▶ **What you are asked to do**: Output the data exactly, with every line intact.

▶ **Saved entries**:
○ ○ ○ ○ ○

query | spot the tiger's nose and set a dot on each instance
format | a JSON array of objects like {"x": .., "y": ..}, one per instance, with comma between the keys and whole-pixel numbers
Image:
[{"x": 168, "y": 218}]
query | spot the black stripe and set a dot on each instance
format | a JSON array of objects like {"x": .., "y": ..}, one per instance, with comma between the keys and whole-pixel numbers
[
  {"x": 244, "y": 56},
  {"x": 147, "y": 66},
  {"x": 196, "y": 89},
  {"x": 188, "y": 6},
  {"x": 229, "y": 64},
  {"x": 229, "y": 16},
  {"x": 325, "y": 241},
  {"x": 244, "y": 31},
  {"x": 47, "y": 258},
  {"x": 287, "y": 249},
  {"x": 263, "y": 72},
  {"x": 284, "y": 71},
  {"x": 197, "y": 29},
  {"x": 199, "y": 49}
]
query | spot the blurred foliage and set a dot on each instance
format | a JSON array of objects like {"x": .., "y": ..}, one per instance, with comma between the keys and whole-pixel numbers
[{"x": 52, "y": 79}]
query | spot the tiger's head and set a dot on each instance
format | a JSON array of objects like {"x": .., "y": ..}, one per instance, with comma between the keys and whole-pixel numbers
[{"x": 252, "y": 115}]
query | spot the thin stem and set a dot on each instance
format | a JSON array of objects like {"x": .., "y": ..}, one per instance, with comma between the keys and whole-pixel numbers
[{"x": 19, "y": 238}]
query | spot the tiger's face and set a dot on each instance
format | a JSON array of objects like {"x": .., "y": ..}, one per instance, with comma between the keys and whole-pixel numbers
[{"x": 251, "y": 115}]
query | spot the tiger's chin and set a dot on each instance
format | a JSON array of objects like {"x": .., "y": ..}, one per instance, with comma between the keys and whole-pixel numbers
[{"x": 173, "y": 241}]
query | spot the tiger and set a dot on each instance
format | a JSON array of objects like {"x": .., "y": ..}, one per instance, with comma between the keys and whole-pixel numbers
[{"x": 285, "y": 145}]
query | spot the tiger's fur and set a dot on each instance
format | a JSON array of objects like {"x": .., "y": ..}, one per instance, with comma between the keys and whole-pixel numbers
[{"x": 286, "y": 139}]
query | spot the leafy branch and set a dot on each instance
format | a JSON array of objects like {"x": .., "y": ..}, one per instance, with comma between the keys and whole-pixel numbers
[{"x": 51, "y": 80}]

○ ○ ○ ○ ○

▶ **Response**:
query | spot the tiger's nose and set a dot on each instance
format | a JSON array of objects like {"x": .., "y": ..}, one per instance, with comma between the keys and whole-pixel numbers
Image:
[{"x": 168, "y": 218}]
query | spot the black stripe and set a dot on each instance
format | a JSON array of objects like {"x": .., "y": ..}, one per instance, with comma between the keys and whole-pixel numbers
[
  {"x": 244, "y": 56},
  {"x": 147, "y": 66},
  {"x": 196, "y": 89},
  {"x": 188, "y": 6},
  {"x": 229, "y": 64},
  {"x": 229, "y": 16},
  {"x": 325, "y": 241},
  {"x": 244, "y": 31},
  {"x": 47, "y": 258},
  {"x": 287, "y": 249},
  {"x": 263, "y": 72},
  {"x": 284, "y": 71},
  {"x": 197, "y": 29},
  {"x": 199, "y": 49}
]
query | spot the blurred foliage and set a dot on each instance
format | a JSON array of objects like {"x": .., "y": ..}, one per instance, with comma between the keys and whole-pixel numbers
[{"x": 52, "y": 79}]
query | spot the tiger's head and set a dot on each instance
format | a JSON array of objects like {"x": .., "y": ..}, one per instance, with comma between the keys and whole-pixel numbers
[{"x": 252, "y": 115}]
query | spot the thin stem and set a dot on each instance
format | a JSON array of objects like {"x": .., "y": ..}, one per instance, with comma between the keys and whole-pixel numbers
[{"x": 19, "y": 238}]
query | spot the tiger's face and set a dot on each instance
format | a JSON array of objects like {"x": .., "y": ..}, one per instance, with comma between the keys and whole-pixel numbers
[{"x": 251, "y": 115}]
query | spot the tiger's chin and set a dot on each instance
format | a JSON array of objects like {"x": .., "y": ..}, one per instance, with comma between the keys and whole-pixel numbers
[{"x": 173, "y": 241}]
query | spot the tiger and set a dot on each instance
format | a JSON array of objects like {"x": .., "y": ..}, one per instance, with comma between the keys and whole-pixel numbers
[{"x": 285, "y": 145}]
query | spot the tiger's fur and set a dot on each instance
format | a JSON array of objects like {"x": .., "y": ..}, one per instance, with comma between the keys and whole-pixel numbers
[{"x": 286, "y": 139}]
query | spot the leafy branch and set a dot on each instance
format | a JSON array of objects like {"x": .., "y": ..}, one per instance, with comma between the keys and whole-pixel numbers
[{"x": 51, "y": 80}]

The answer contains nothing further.